● Work required:
Show each line from the records below in which the word "interior" occurs.

● Natural language region descriptions:

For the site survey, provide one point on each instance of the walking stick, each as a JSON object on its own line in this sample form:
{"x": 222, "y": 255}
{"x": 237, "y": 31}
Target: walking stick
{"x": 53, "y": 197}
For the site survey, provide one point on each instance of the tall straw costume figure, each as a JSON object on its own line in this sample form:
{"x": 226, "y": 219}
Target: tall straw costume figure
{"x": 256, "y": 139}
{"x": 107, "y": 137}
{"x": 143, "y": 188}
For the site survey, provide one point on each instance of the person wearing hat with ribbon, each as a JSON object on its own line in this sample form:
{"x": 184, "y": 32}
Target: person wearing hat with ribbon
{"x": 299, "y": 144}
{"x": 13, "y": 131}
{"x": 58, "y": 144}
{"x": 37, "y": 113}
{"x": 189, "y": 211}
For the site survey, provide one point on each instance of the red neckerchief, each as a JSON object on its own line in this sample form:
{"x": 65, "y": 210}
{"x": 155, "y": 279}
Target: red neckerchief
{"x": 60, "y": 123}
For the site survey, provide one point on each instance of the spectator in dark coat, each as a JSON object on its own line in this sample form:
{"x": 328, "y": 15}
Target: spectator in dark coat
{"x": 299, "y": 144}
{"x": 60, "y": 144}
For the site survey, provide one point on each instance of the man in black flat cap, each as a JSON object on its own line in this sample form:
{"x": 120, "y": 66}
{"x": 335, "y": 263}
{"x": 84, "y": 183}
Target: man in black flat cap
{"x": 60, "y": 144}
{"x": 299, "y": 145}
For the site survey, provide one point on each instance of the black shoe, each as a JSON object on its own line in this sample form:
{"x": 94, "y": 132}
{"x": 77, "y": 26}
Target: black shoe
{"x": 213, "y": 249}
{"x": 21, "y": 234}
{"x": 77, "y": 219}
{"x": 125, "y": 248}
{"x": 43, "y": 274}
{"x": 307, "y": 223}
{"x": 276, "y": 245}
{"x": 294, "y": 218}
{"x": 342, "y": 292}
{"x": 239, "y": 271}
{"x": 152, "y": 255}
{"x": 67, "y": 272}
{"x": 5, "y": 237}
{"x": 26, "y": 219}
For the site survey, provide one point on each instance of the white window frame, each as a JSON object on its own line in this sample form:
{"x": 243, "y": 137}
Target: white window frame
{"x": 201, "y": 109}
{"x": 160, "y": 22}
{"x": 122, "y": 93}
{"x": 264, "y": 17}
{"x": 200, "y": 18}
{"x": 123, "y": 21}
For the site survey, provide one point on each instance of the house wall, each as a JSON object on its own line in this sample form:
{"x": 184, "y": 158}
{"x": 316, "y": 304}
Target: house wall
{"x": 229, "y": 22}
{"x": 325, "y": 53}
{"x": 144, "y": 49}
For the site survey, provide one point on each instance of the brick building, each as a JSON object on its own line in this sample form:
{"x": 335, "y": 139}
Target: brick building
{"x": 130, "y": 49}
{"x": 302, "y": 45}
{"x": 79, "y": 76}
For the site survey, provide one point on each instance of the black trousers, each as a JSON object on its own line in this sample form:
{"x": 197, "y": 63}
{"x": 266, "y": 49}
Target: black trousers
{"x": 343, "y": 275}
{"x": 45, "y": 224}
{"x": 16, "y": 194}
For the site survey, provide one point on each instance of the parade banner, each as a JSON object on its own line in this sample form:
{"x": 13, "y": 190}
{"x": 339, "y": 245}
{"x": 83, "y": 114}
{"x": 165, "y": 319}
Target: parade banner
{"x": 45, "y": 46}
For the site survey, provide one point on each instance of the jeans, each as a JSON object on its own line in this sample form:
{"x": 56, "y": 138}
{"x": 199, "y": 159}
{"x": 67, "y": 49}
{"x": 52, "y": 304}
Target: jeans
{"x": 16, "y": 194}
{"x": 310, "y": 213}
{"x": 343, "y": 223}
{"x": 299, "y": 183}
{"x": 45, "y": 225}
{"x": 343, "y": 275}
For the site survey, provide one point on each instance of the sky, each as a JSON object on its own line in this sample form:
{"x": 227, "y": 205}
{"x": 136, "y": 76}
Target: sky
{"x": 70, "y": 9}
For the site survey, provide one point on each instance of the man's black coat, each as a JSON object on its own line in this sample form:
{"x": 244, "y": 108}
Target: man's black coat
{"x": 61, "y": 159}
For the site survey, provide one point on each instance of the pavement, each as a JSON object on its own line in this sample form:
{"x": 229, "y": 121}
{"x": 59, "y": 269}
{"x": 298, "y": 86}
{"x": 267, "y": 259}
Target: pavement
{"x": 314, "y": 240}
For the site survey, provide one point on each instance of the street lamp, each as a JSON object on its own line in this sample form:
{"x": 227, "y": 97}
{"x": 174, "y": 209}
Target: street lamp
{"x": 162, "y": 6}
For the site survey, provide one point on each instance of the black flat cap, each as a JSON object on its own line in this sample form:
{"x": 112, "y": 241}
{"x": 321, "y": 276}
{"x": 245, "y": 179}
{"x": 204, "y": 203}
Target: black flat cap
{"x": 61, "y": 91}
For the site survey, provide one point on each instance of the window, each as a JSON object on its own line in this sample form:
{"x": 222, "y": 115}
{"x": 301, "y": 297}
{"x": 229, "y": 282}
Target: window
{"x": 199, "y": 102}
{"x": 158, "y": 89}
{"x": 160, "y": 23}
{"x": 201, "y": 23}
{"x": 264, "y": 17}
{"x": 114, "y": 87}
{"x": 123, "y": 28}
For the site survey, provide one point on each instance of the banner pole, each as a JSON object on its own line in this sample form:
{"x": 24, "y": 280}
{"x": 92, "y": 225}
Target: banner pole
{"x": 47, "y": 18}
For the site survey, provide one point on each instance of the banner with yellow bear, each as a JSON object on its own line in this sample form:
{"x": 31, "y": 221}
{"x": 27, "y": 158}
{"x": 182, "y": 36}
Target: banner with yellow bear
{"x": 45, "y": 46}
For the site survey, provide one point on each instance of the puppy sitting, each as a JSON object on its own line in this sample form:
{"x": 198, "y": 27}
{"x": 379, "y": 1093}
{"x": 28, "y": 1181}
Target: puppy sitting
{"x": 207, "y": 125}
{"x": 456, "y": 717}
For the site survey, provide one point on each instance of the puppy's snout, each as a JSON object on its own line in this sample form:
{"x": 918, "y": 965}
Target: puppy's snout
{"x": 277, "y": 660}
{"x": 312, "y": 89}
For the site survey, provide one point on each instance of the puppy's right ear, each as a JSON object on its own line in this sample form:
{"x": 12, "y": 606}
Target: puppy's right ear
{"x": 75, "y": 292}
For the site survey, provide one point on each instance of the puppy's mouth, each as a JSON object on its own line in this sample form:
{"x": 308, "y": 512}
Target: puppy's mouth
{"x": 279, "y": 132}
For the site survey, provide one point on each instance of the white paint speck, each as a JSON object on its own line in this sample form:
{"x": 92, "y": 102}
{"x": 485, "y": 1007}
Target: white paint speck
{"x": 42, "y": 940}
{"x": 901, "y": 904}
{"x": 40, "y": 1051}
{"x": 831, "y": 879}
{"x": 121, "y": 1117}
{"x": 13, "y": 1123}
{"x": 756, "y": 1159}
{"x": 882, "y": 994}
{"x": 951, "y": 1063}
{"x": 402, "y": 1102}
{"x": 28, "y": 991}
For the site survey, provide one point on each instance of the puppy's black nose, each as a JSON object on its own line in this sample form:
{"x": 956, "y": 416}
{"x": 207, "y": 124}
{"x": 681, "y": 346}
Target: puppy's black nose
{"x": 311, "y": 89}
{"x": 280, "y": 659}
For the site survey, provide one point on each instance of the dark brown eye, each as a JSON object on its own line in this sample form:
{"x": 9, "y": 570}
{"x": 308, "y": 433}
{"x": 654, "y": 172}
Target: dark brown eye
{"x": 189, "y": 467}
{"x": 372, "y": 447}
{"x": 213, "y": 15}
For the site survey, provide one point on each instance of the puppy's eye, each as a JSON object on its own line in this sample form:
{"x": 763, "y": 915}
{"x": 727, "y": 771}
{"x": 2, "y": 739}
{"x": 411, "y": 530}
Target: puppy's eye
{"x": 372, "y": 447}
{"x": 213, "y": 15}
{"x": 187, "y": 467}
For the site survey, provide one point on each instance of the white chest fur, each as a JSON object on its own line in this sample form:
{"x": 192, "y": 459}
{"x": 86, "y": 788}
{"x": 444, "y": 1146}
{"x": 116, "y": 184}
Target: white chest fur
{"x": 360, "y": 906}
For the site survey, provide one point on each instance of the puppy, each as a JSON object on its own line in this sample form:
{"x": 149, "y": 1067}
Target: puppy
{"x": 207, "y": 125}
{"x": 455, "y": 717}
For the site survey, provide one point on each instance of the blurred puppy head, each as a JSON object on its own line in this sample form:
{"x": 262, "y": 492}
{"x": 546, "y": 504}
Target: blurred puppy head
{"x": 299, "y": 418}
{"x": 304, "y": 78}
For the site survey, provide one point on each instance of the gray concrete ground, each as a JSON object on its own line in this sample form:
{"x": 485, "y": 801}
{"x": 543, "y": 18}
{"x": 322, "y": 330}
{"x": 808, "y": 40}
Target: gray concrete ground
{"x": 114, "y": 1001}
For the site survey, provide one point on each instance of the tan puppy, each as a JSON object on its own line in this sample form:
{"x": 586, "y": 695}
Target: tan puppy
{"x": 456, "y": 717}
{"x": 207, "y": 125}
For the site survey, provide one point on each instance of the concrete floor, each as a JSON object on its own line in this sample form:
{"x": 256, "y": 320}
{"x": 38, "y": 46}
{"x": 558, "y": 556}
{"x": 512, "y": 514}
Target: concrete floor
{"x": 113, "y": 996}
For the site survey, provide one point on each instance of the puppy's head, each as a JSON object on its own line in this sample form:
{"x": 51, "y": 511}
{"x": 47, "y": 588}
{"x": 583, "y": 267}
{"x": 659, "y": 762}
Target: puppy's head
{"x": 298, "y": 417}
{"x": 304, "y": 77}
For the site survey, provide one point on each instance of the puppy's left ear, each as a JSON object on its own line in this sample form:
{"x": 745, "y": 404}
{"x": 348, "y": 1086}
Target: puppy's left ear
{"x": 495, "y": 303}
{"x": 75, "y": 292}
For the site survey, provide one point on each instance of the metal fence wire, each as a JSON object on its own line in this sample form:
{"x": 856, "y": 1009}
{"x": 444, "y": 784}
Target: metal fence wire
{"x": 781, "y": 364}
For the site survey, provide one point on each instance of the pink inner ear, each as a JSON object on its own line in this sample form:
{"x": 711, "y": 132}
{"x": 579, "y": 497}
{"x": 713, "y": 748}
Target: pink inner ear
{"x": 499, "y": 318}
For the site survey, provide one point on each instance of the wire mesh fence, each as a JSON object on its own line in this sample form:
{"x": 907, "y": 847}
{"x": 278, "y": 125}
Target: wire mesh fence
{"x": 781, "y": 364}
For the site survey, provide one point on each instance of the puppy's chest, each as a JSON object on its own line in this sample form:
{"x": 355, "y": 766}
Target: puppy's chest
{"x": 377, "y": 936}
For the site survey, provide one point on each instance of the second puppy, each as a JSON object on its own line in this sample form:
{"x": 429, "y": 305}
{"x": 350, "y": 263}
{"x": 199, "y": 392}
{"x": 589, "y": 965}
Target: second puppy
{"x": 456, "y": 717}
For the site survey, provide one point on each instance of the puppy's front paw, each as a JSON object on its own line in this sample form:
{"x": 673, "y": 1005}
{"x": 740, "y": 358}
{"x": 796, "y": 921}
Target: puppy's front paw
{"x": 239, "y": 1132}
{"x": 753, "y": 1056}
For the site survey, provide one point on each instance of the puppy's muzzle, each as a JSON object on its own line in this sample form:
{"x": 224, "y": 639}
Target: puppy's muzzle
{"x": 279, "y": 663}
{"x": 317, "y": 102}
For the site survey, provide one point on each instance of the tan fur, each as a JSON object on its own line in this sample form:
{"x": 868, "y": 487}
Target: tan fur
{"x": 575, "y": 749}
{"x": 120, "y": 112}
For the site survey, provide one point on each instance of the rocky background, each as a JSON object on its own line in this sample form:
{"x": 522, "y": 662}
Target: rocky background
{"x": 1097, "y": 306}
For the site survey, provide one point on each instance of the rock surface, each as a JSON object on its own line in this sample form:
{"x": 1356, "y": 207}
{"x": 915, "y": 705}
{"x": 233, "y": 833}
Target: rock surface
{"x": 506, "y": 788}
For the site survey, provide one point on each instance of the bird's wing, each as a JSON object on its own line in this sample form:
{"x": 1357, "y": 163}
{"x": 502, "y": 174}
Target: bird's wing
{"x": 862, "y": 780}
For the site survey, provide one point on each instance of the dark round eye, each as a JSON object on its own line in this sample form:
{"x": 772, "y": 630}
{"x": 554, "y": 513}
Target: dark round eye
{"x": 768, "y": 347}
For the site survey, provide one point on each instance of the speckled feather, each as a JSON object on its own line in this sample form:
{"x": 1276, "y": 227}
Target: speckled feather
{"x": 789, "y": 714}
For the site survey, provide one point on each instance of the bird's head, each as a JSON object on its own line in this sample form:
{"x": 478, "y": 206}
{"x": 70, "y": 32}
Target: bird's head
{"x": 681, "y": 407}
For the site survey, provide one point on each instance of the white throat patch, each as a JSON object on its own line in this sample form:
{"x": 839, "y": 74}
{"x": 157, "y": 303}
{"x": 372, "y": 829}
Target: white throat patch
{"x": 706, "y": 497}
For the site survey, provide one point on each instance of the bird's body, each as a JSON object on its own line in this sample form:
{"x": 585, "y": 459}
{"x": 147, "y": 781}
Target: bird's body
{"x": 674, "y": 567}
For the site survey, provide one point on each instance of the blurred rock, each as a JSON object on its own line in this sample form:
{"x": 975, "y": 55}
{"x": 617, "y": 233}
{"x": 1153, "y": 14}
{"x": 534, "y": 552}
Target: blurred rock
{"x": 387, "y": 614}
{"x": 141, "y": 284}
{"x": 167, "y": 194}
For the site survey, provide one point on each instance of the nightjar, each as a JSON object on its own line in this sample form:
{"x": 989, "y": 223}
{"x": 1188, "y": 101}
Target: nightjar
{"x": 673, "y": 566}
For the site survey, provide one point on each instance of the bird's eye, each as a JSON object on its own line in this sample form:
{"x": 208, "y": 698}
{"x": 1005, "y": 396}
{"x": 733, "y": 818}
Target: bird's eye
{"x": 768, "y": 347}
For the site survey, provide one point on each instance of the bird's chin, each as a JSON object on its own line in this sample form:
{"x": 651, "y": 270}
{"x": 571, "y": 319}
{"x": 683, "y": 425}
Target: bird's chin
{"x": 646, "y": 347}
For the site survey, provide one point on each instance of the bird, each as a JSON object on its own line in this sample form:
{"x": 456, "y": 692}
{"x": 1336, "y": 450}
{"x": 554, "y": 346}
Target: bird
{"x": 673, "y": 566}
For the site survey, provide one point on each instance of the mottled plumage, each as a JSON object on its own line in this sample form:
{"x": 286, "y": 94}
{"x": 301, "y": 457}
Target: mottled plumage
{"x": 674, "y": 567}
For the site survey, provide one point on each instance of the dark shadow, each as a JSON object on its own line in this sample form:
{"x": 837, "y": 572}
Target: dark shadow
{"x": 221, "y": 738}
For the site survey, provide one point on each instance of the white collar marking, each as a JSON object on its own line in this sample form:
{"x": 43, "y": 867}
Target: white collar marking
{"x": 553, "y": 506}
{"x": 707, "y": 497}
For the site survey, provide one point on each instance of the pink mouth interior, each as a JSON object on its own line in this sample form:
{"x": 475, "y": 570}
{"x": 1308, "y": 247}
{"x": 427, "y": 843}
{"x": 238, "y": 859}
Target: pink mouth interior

● Expected answer:
For the site survey, provide one point on each instance of the pink mouth interior, each as a JSON object on its own line in this sample form:
Target: pink mouth interior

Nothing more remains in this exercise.